▸ **SUPPLIED ENTRIES**:
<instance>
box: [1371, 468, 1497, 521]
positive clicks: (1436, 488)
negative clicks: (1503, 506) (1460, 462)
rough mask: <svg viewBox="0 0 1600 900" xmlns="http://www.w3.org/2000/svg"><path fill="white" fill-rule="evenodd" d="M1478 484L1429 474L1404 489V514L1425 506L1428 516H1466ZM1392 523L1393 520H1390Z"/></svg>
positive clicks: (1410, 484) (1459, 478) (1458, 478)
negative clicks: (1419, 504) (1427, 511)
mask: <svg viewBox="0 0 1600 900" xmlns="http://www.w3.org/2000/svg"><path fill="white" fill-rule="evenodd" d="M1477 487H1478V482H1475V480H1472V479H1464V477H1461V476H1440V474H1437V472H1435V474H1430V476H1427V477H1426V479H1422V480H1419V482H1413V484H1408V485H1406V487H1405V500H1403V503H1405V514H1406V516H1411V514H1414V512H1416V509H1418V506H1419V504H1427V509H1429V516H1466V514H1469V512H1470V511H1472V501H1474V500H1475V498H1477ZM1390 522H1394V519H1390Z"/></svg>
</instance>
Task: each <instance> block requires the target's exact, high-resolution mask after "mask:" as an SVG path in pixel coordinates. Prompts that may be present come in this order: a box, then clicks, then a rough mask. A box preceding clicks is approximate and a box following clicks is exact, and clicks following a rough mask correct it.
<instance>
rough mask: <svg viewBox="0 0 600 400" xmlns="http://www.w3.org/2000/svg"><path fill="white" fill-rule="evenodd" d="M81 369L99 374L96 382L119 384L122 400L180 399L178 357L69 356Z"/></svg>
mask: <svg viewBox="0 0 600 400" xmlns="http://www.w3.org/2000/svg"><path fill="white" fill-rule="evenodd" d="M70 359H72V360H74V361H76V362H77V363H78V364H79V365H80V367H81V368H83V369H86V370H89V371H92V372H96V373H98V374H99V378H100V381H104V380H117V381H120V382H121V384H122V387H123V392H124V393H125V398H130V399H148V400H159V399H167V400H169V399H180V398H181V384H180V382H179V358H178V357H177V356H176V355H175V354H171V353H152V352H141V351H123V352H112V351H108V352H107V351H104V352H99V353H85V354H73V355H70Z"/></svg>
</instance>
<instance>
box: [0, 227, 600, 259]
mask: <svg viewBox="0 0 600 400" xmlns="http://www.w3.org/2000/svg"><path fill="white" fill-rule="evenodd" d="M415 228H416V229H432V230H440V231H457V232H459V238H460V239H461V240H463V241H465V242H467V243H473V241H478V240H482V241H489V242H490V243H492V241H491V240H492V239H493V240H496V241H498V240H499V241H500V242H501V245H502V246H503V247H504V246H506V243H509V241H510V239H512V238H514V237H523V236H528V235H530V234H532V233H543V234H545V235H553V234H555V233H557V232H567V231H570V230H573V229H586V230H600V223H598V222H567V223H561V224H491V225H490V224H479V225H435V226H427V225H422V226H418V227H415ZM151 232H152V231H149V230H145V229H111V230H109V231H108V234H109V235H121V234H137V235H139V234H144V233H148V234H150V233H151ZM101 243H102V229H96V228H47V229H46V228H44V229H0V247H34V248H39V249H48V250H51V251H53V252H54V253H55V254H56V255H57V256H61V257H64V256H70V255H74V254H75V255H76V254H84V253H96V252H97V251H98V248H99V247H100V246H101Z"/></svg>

▸ **PROBLEM REQUIREMENTS**:
A word-for-word restatement of all the records is required.

▸ **EXPECTED ANSWER**:
<instance>
box: [1371, 468, 1497, 521]
positive clicks: (1436, 488)
negative clicks: (1503, 506) (1460, 462)
rough mask: <svg viewBox="0 0 1600 900" xmlns="http://www.w3.org/2000/svg"><path fill="white" fill-rule="evenodd" d="M1478 484L1429 474L1404 489V514L1425 506L1428 516H1466ZM1392 523L1393 520H1390Z"/></svg>
positive clicks: (1410, 484) (1459, 478) (1458, 478)
negative clicks: (1419, 504) (1427, 511)
mask: <svg viewBox="0 0 1600 900" xmlns="http://www.w3.org/2000/svg"><path fill="white" fill-rule="evenodd" d="M1477 487H1478V482H1475V480H1472V479H1464V477H1461V476H1440V474H1437V472H1435V474H1430V476H1427V477H1426V479H1422V480H1419V482H1413V484H1408V485H1406V487H1405V500H1403V503H1405V514H1406V516H1411V514H1414V512H1416V509H1418V506H1419V504H1427V509H1429V516H1466V514H1469V512H1470V511H1472V501H1474V500H1475V498H1477ZM1390 522H1394V519H1390Z"/></svg>
</instance>
Task: each <instance> block requires the target's exact, high-resolution mask after "mask:" as an SVG path in pixel coordinates. Prompts that may be present come in this order: a box, then clicks, then a rough mask. A box preceding clicks is approximate and a box following clicks is exact, and clicks following a rough mask correct it.
<instance>
rough mask: <svg viewBox="0 0 600 400" xmlns="http://www.w3.org/2000/svg"><path fill="white" fill-rule="evenodd" d="M81 369L99 374L96 382L119 384L122 400L180 399L178 357L69 356Z"/></svg>
mask: <svg viewBox="0 0 600 400" xmlns="http://www.w3.org/2000/svg"><path fill="white" fill-rule="evenodd" d="M70 359H72V360H74V361H76V362H77V363H78V364H79V365H80V367H81V368H83V369H86V370H89V371H92V372H96V373H98V374H99V378H100V381H104V380H117V381H120V382H121V384H122V387H123V392H124V393H125V398H130V399H148V400H159V399H167V400H169V399H180V398H181V384H180V382H179V358H178V357H177V356H176V355H175V354H171V353H152V352H141V351H123V352H112V351H108V352H107V351H104V352H99V353H85V354H73V355H70Z"/></svg>
</instance>
<instance>
box: [0, 227, 600, 259]
mask: <svg viewBox="0 0 600 400" xmlns="http://www.w3.org/2000/svg"><path fill="white" fill-rule="evenodd" d="M415 228H416V229H432V230H440V231H457V232H459V238H460V239H461V240H463V241H465V242H467V243H473V241H478V240H482V241H489V242H490V243H492V241H491V240H492V239H493V240H496V241H498V240H499V241H500V242H501V245H502V246H503V247H504V246H506V243H509V241H510V239H512V238H514V237H523V236H528V235H530V234H532V233H543V234H545V235H553V234H555V233H557V232H567V231H570V230H573V229H586V230H600V223H598V222H567V223H561V224H491V225H490V224H479V225H435V226H427V225H422V226H418V227H415ZM151 232H152V231H149V230H145V229H111V230H109V231H108V234H109V235H121V234H137V235H139V234H144V233H148V234H150V233H151ZM101 243H102V229H96V228H47V229H46V228H44V229H0V247H34V248H39V249H48V250H51V251H53V252H54V253H55V254H56V255H57V256H61V257H64V256H70V255H74V254H75V255H76V254H84V253H96V252H97V251H98V248H99V247H100V246H101Z"/></svg>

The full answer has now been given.